DATASET RECORDS:
******************************

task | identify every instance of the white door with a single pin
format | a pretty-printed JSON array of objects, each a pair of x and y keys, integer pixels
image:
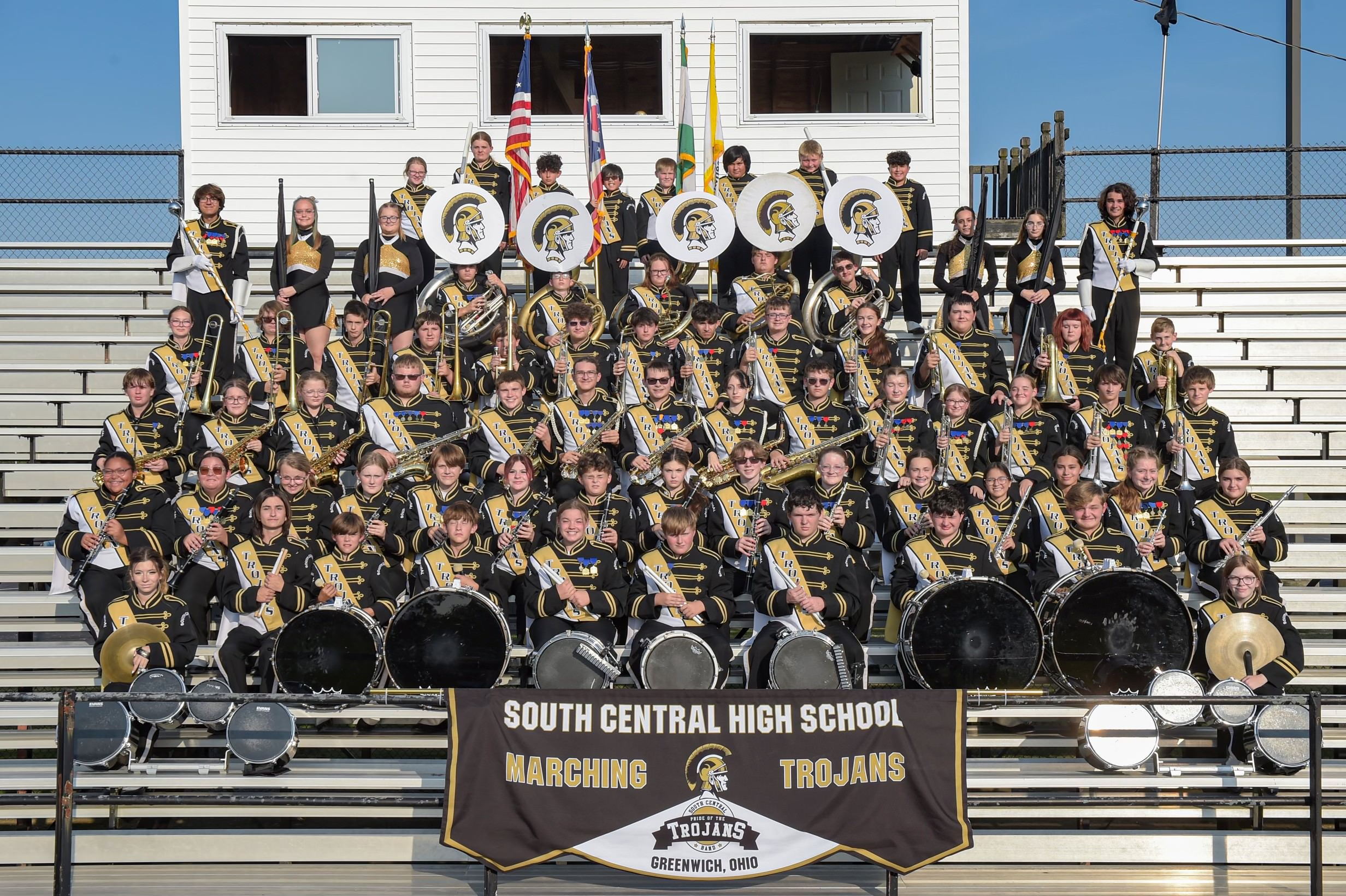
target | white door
[{"x": 871, "y": 84}]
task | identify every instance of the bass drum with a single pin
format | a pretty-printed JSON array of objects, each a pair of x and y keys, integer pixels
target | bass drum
[
  {"x": 1108, "y": 632},
  {"x": 451, "y": 638},
  {"x": 676, "y": 661},
  {"x": 159, "y": 681},
  {"x": 329, "y": 650},
  {"x": 103, "y": 735},
  {"x": 816, "y": 661},
  {"x": 575, "y": 659},
  {"x": 971, "y": 633}
]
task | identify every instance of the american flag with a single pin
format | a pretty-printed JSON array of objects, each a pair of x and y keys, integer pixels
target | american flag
[
  {"x": 520, "y": 139},
  {"x": 593, "y": 149}
]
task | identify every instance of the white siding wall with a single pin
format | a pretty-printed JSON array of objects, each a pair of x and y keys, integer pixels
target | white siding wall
[{"x": 335, "y": 162}]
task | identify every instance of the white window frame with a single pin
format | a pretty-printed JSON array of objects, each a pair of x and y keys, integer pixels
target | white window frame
[
  {"x": 312, "y": 33},
  {"x": 862, "y": 26},
  {"x": 575, "y": 30}
]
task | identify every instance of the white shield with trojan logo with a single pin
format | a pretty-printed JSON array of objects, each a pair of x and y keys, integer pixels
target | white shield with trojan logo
[
  {"x": 862, "y": 216},
  {"x": 776, "y": 211},
  {"x": 695, "y": 226},
  {"x": 463, "y": 224},
  {"x": 555, "y": 232}
]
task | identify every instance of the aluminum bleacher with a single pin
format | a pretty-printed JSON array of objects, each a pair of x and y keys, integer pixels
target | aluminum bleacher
[{"x": 1272, "y": 329}]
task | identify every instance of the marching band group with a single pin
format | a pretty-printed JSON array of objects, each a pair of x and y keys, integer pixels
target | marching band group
[{"x": 626, "y": 462}]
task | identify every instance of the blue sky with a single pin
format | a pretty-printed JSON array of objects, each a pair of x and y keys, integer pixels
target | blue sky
[{"x": 120, "y": 82}]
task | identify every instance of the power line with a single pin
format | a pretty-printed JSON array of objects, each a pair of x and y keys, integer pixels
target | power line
[{"x": 1251, "y": 34}]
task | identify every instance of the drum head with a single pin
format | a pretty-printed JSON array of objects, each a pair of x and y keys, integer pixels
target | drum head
[
  {"x": 1232, "y": 714},
  {"x": 1119, "y": 736},
  {"x": 260, "y": 732},
  {"x": 327, "y": 652},
  {"x": 1282, "y": 736},
  {"x": 973, "y": 633},
  {"x": 103, "y": 734},
  {"x": 158, "y": 681},
  {"x": 1115, "y": 629},
  {"x": 804, "y": 661},
  {"x": 677, "y": 659},
  {"x": 447, "y": 639},
  {"x": 1177, "y": 682},
  {"x": 559, "y": 664},
  {"x": 209, "y": 714}
]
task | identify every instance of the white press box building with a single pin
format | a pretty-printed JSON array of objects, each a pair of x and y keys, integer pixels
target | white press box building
[{"x": 327, "y": 96}]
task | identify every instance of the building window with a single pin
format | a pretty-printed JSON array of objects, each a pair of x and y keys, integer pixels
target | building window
[
  {"x": 628, "y": 73},
  {"x": 327, "y": 74},
  {"x": 854, "y": 73}
]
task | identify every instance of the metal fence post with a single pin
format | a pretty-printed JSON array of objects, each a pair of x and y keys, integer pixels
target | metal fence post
[
  {"x": 1315, "y": 794},
  {"x": 62, "y": 862}
]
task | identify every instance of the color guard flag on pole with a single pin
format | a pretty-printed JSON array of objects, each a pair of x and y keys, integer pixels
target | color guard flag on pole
[
  {"x": 520, "y": 140},
  {"x": 594, "y": 155},
  {"x": 714, "y": 134},
  {"x": 686, "y": 135}
]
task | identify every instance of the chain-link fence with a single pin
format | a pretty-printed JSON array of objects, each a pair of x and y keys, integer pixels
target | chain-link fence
[
  {"x": 1220, "y": 193},
  {"x": 114, "y": 196}
]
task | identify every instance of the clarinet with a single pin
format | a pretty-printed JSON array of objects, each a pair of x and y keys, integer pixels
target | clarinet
[
  {"x": 197, "y": 555},
  {"x": 112, "y": 514}
]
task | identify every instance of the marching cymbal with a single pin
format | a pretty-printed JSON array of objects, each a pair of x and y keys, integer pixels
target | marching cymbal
[
  {"x": 1236, "y": 634},
  {"x": 120, "y": 650}
]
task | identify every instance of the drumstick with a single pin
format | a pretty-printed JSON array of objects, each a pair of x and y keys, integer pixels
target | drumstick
[{"x": 275, "y": 569}]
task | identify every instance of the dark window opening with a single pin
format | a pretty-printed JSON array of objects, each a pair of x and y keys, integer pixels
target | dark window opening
[
  {"x": 835, "y": 73},
  {"x": 268, "y": 76},
  {"x": 628, "y": 73}
]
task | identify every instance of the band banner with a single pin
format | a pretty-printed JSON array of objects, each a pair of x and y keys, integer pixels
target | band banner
[{"x": 698, "y": 785}]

******************************

EXERCISE OBJECTIVE:
Rewrite the lines from the one containing "task | identify every instance of the dark" up to and including the last line, shifting every x and y coordinate in the answers up by 33 and leaving all other text unchanged.

RESPONSE TO THE EXERCISE:
task | identify every instance of the dark window opening with a single pin
format | a pretty-printed JSON array of objects, each a pair of x and y keys, integer pixels
target | dark window opening
[
  {"x": 868, "y": 106},
  {"x": 301, "y": 109},
  {"x": 661, "y": 106}
]
task | identify every instance of the band banner with a single pin
format | a pretty-printed JSON array of objects, each a pair of x and y keys, integer pixels
target | band banner
[{"x": 731, "y": 818}]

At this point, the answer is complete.